> _Requirement_:
Give back the line containing "Where can the train front" along with every line after it, exactly, until the entries end.

> _Data excerpts_:

# # # # # # #

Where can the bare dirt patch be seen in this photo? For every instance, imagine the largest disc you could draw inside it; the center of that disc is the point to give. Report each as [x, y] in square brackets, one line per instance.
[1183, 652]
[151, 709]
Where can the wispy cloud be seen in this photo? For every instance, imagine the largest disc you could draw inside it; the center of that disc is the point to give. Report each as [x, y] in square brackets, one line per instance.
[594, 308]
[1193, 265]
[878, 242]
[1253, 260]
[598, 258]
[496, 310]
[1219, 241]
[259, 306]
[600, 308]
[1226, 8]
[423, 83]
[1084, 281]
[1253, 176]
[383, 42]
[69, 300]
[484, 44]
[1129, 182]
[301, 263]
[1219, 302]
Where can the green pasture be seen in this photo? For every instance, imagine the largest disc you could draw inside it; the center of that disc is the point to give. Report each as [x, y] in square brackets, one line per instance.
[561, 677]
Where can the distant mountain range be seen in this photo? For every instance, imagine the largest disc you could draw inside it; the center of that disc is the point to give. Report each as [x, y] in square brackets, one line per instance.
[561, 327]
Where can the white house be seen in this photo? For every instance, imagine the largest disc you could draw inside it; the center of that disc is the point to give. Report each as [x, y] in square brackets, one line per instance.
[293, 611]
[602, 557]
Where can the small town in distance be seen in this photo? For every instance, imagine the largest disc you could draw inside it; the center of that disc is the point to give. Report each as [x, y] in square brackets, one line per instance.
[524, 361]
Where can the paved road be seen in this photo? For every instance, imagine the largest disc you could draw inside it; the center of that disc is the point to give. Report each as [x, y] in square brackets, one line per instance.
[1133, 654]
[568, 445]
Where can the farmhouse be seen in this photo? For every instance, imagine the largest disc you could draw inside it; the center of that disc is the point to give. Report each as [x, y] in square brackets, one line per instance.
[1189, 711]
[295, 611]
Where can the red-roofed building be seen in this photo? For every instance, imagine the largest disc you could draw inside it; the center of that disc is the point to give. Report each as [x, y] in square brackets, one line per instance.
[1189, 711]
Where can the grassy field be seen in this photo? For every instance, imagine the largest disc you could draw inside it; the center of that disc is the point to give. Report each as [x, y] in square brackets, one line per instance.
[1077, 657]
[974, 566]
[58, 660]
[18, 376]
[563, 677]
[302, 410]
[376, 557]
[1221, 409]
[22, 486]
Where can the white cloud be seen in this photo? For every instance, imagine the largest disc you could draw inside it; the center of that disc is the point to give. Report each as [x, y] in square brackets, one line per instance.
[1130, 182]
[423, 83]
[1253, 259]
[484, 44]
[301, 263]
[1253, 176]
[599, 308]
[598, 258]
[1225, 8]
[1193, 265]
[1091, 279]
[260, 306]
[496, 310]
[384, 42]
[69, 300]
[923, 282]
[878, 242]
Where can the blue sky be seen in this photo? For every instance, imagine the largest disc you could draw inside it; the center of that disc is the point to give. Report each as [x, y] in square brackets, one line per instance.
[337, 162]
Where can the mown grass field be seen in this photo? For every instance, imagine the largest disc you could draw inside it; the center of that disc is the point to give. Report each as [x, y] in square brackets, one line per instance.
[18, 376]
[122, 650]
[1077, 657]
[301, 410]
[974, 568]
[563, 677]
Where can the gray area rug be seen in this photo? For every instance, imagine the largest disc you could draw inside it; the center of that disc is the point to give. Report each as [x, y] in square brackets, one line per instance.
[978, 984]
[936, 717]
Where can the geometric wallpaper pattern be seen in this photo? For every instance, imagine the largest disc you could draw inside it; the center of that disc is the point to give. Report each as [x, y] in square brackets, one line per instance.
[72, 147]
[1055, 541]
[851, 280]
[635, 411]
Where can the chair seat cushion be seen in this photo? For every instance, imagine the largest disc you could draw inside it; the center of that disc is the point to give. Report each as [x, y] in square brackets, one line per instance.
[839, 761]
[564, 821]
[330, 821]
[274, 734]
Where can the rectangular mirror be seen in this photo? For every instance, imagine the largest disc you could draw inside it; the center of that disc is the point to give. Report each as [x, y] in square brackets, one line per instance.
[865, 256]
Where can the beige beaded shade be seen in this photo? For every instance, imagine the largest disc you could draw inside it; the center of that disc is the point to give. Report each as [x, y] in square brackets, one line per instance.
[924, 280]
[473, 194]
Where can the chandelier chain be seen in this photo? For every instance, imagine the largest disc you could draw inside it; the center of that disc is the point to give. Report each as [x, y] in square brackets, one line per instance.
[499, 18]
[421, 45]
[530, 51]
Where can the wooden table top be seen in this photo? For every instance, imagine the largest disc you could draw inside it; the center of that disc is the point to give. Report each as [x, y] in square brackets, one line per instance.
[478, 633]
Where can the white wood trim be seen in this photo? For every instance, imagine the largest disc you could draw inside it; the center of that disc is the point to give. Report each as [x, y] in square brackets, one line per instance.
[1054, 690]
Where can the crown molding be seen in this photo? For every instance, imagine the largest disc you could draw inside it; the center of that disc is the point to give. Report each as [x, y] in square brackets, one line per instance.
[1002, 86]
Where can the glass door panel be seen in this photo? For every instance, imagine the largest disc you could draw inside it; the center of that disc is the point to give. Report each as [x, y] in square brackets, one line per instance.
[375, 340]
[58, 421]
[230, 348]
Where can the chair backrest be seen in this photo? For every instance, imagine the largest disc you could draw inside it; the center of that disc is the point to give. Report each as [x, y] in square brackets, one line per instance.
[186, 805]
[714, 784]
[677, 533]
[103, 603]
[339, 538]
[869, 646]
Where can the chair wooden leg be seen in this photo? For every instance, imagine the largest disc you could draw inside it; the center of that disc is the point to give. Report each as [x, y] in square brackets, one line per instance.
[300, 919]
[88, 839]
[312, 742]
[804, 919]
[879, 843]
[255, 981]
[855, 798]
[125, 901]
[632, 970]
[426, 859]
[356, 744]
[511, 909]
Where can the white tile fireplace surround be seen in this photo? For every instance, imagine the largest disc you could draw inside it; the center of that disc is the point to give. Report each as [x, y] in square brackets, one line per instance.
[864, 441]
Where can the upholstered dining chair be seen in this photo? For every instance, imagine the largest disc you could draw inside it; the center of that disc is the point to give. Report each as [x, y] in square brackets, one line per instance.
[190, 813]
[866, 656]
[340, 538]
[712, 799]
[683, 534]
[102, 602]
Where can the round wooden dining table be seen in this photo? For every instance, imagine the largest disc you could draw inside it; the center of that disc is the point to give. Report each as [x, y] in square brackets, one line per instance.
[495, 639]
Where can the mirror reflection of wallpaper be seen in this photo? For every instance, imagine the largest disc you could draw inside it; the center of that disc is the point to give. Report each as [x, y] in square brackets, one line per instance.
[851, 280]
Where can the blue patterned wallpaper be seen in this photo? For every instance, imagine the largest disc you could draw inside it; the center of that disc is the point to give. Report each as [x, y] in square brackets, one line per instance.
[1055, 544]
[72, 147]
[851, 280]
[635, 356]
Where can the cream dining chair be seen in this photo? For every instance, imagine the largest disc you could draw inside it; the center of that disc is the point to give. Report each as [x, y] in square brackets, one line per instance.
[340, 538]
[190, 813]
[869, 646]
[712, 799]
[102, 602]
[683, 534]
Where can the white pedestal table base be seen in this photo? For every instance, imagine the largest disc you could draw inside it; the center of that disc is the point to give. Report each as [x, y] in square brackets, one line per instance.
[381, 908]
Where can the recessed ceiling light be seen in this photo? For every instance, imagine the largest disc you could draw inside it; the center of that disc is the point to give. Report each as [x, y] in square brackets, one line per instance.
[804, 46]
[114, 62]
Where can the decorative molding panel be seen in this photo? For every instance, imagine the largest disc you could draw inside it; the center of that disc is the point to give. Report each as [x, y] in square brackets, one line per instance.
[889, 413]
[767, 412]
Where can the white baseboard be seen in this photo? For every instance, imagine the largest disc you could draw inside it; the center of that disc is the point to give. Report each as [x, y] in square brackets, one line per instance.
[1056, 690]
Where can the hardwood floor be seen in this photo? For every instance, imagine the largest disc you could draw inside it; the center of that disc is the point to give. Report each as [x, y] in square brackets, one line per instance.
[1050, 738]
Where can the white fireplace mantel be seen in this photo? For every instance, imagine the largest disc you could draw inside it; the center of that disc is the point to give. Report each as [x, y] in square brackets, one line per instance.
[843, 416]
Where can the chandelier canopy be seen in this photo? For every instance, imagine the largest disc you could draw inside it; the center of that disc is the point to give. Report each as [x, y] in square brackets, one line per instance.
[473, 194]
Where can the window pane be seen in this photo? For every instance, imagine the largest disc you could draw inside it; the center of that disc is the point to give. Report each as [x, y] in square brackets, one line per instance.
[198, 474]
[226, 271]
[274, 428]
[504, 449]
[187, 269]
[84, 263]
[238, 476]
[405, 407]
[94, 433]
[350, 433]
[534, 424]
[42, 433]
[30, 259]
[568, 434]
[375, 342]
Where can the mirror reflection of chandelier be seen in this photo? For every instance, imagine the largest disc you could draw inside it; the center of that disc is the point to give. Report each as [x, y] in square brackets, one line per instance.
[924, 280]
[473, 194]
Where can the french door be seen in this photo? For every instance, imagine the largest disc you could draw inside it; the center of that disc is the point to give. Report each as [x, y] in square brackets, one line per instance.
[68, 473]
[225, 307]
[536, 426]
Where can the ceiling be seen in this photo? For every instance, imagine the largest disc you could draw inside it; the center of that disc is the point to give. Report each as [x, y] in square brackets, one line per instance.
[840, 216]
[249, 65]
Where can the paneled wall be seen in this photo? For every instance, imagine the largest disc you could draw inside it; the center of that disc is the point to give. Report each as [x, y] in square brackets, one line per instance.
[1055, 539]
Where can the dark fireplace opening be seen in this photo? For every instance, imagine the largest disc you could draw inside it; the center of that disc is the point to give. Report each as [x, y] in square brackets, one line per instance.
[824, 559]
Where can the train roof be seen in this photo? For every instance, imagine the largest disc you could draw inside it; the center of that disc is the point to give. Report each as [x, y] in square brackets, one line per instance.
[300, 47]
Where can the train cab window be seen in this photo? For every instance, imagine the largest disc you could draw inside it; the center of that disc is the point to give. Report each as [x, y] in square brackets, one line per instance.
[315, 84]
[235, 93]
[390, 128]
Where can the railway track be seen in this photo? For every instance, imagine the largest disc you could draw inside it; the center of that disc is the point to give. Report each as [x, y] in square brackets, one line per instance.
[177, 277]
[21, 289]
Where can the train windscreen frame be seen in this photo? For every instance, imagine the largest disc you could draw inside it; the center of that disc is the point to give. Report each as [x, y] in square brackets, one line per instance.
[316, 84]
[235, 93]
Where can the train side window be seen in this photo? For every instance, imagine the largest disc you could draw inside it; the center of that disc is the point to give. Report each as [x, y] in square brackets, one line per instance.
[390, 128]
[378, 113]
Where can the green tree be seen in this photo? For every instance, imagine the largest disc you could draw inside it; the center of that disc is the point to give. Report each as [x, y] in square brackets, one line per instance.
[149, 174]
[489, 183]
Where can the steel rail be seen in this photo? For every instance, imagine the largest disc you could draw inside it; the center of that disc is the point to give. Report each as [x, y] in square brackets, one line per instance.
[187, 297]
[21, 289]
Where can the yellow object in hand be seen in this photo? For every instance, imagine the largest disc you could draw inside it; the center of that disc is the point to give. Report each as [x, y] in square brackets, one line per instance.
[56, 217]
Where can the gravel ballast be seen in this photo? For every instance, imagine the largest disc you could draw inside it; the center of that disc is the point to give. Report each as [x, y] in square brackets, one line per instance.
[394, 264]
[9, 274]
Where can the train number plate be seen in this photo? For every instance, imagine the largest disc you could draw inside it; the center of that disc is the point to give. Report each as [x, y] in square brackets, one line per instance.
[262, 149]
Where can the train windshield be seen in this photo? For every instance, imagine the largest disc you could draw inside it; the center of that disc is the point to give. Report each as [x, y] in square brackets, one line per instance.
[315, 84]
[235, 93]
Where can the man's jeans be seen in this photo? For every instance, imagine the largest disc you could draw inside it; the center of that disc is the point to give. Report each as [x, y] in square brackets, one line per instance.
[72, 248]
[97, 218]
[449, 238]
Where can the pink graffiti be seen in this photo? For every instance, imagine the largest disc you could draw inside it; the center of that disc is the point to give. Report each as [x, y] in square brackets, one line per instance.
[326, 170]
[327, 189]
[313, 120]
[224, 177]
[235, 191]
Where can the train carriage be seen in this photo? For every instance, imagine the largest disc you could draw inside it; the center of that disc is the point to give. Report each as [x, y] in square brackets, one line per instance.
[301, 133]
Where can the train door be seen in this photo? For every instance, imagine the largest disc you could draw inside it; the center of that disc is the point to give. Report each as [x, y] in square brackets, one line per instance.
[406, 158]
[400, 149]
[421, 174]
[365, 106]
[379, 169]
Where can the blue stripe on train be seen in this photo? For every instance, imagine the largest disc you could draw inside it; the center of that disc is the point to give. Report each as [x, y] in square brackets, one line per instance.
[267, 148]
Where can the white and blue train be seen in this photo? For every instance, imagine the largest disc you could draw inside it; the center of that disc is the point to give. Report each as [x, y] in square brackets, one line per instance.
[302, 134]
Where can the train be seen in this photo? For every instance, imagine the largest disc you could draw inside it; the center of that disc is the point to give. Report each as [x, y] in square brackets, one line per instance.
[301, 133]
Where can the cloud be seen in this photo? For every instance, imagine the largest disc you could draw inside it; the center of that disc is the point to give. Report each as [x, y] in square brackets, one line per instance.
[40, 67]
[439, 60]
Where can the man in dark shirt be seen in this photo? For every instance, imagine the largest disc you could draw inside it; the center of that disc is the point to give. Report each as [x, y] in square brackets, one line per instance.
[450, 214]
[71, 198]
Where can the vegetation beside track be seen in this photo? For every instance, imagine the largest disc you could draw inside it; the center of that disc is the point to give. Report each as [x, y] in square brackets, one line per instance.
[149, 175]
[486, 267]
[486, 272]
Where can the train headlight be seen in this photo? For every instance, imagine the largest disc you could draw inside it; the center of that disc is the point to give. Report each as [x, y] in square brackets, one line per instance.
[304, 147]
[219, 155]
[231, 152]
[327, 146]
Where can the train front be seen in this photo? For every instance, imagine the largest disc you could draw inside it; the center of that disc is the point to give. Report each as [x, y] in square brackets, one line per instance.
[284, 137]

# # # # # # #

> _Output below_:
Where can the train front be seen in this photo? For every instance, imagine the largest disc you could draw inside it; the center of that disc is the point to give. Report each as [x, y] in square brackets, one line per instance.
[284, 137]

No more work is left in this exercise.